Passage for review:
Segment Open
Thus, despite having my self esteem chipped away each time I went through this, the cycle would inevitably restart.

However, on this occasion, I don't think I bothered replying to them because I was in secret celebration that I had just found a job.  Yes, I can just passively act like I never got their email and act surprised if I accidentally run into them at a school CLE event.  After all, this was now the year 2010.  Technology was so finicky that everything goes directly into the Spam box.  Plus, only old people checked their email.  It was nothing but text and Facebook, bay-bee!

Ah, but when I say that I changed jobs unexpectedly, I don't think my case was that unusual.  I think there are more than a few of my classmates that had already made job changes within two years.  This highlights the ever migratory world of legal employment.  Just like circus carnies, many will dabble in a variety of trades and employers.  Many fall off the hamster wheel they get tired enough, so it leaves this interesting picture of what true Darwinism looks like when seeing which people make it to the golden status of old geezer attorney.  Most of the people who are hired at big firms are gone within a few short years and new room is made for another round of people who think they've struck it big.

So, what they really need when measuring law school statistics is basically the equivalent to the life cycle of a star sort of diagram.

Step 1:  The non-attorney enters a ring of dark matter and is compressed for 3 years until nuclear reaction takes place.

Step 2:  The new lawyer is launched from the nursery where they are humiliated by people with high school diplomas and 20 years experience in the field they are trying to work in.

Step 3:  The new lawyer is tired of working for the jackass who is paying them nothing and keeping the rest of it for hookers and private planes.  The new lawyer decides they too can have hookers and private planes.
Segment Closed
In the essay on legal careers, for how long is the non-attorney compressed in Step 1?

Information given:
Segment Open
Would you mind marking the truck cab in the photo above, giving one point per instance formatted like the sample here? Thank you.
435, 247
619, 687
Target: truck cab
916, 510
Segment Closed
Solution to the problem: For three years, until nuclear reaction takes place.